┌─ Exercise data

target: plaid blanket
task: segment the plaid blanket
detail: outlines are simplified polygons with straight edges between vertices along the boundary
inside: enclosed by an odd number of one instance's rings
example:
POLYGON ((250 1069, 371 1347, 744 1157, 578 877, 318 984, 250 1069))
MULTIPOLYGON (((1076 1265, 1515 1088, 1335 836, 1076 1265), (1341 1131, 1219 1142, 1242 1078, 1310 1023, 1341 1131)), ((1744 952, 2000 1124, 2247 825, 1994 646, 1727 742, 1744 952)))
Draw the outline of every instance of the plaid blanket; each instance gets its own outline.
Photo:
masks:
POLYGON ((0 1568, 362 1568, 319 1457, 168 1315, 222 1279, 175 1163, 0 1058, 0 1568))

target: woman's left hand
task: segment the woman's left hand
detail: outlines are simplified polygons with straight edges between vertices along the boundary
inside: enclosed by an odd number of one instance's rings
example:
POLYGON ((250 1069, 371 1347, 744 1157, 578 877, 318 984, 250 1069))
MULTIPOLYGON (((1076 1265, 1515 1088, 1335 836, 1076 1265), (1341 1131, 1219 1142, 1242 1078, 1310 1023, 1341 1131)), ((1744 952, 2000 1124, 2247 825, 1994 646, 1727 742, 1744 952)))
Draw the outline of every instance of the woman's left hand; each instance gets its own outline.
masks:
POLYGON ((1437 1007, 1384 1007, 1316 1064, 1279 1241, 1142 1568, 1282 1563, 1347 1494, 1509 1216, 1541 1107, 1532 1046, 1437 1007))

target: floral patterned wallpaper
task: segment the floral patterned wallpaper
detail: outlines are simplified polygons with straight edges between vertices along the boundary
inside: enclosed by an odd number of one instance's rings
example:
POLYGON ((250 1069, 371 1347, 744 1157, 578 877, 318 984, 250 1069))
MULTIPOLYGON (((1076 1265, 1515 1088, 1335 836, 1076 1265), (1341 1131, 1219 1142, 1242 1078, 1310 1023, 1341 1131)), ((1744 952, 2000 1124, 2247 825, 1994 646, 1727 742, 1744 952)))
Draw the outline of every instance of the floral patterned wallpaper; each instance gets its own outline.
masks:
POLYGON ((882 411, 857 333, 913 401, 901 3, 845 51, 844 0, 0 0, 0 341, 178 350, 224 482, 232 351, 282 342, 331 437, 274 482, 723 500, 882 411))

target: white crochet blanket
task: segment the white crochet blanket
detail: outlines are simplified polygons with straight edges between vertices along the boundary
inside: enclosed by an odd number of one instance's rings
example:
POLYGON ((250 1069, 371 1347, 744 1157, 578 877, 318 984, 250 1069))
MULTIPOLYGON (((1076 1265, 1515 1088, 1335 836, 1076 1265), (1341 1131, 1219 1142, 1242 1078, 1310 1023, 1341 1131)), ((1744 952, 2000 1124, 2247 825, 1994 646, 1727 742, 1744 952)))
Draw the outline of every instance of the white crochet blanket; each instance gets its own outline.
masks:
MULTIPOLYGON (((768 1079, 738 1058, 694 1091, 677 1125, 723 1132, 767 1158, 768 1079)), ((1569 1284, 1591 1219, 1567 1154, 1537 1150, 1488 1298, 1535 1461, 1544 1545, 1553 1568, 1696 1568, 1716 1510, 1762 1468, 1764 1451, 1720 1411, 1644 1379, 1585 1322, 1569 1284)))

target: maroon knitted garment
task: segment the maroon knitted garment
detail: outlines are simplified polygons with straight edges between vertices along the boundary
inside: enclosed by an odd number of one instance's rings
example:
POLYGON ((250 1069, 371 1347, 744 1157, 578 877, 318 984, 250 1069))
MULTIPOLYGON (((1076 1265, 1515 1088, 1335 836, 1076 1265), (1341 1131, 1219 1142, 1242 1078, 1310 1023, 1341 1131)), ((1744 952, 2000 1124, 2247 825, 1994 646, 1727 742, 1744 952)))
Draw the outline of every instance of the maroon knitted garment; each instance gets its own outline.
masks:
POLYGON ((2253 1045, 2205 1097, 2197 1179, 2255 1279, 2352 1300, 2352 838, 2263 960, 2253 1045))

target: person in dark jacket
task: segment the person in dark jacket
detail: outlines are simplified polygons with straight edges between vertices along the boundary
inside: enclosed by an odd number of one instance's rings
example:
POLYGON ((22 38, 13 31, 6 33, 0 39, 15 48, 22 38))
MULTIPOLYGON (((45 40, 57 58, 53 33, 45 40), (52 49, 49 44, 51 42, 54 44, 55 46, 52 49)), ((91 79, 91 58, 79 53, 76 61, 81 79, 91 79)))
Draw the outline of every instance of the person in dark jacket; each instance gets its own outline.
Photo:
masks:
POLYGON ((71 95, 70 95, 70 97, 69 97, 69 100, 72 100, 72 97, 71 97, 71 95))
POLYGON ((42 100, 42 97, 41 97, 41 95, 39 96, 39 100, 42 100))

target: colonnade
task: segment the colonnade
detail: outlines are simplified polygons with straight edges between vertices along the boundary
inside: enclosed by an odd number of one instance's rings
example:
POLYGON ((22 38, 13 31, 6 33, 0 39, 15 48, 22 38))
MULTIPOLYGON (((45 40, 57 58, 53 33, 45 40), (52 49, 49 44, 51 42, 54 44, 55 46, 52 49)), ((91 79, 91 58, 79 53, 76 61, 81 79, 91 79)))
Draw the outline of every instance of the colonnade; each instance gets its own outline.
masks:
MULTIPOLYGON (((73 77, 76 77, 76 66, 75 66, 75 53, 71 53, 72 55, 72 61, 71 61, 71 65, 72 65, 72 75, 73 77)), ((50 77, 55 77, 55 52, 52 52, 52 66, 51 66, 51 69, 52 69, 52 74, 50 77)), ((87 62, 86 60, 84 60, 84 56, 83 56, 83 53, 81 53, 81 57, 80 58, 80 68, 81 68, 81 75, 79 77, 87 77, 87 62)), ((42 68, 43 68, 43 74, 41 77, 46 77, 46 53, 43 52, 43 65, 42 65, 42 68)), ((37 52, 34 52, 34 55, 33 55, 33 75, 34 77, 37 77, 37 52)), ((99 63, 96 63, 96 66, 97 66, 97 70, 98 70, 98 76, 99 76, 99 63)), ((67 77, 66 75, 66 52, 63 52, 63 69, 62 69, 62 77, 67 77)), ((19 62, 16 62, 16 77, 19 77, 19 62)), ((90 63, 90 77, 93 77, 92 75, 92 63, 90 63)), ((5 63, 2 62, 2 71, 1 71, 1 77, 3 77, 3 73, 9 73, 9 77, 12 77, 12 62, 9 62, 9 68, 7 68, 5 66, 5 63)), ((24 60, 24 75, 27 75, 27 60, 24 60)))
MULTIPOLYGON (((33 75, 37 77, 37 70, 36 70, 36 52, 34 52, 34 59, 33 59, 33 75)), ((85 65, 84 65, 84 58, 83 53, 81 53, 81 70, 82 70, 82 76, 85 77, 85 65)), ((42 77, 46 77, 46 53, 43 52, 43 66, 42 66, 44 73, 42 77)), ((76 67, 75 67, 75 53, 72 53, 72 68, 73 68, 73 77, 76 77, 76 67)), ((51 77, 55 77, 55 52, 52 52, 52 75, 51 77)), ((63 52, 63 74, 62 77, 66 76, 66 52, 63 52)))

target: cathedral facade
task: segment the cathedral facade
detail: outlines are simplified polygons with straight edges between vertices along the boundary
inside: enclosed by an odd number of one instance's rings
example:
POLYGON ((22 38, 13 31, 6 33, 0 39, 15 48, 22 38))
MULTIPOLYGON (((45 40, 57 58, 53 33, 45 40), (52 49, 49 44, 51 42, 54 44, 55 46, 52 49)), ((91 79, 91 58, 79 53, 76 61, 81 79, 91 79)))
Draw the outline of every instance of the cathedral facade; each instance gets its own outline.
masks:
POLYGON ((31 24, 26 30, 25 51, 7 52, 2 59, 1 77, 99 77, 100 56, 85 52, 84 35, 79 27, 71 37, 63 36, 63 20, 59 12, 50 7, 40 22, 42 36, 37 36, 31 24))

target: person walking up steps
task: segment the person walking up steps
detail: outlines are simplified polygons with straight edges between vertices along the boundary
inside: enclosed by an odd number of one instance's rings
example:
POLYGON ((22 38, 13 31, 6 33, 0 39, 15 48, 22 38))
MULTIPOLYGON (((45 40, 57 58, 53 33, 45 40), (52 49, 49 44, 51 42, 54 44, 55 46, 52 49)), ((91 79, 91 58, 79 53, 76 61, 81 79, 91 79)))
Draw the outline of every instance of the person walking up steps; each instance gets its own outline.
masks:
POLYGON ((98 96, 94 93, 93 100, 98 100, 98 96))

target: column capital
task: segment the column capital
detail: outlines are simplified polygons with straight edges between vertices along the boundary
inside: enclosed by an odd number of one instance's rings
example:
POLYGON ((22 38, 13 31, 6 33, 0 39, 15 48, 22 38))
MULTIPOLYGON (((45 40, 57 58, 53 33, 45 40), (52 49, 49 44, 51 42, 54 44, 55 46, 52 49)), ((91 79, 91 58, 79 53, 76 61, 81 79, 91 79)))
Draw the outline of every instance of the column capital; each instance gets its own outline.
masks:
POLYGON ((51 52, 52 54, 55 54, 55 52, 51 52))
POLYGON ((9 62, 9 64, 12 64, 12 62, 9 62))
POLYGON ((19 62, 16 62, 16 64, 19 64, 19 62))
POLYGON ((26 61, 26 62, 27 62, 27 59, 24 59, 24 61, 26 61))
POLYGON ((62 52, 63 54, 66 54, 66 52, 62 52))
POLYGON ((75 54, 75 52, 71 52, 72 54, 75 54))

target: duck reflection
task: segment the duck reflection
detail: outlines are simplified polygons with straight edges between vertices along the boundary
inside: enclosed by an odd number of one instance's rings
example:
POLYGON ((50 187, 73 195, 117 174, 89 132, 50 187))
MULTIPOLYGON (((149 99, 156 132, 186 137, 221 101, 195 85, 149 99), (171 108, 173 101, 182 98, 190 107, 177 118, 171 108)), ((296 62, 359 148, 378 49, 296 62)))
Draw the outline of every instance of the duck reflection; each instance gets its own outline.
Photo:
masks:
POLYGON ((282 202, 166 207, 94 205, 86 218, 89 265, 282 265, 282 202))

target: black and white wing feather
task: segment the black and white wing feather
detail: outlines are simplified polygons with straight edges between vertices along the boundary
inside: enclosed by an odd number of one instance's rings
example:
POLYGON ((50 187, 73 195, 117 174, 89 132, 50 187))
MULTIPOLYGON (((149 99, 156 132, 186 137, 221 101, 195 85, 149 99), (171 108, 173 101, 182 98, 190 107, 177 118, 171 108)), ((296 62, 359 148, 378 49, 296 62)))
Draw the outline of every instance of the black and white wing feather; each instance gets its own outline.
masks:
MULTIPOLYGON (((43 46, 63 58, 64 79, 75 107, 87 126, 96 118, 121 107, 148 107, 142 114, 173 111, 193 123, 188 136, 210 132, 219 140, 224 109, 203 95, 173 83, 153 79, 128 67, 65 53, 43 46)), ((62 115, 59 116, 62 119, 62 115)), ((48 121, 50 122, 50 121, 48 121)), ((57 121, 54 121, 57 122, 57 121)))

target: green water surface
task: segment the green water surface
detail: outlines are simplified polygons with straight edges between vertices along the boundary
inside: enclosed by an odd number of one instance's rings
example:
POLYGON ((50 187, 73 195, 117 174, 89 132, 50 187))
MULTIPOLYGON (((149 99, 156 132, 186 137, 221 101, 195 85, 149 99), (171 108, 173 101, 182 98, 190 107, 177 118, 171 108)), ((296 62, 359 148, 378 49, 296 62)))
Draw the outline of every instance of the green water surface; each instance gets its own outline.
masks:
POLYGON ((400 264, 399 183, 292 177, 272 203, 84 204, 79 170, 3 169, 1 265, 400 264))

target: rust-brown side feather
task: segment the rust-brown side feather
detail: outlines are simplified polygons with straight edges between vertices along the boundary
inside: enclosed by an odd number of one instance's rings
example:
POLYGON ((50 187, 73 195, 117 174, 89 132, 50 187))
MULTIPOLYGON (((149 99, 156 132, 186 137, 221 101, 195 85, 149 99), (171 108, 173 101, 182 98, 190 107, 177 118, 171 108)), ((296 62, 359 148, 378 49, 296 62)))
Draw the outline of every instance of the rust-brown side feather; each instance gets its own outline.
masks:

└─

● **Problem to work on**
Determine the count of lines in the data that contain the string "colonnade", and reply with that count alone.

● **Response box**
3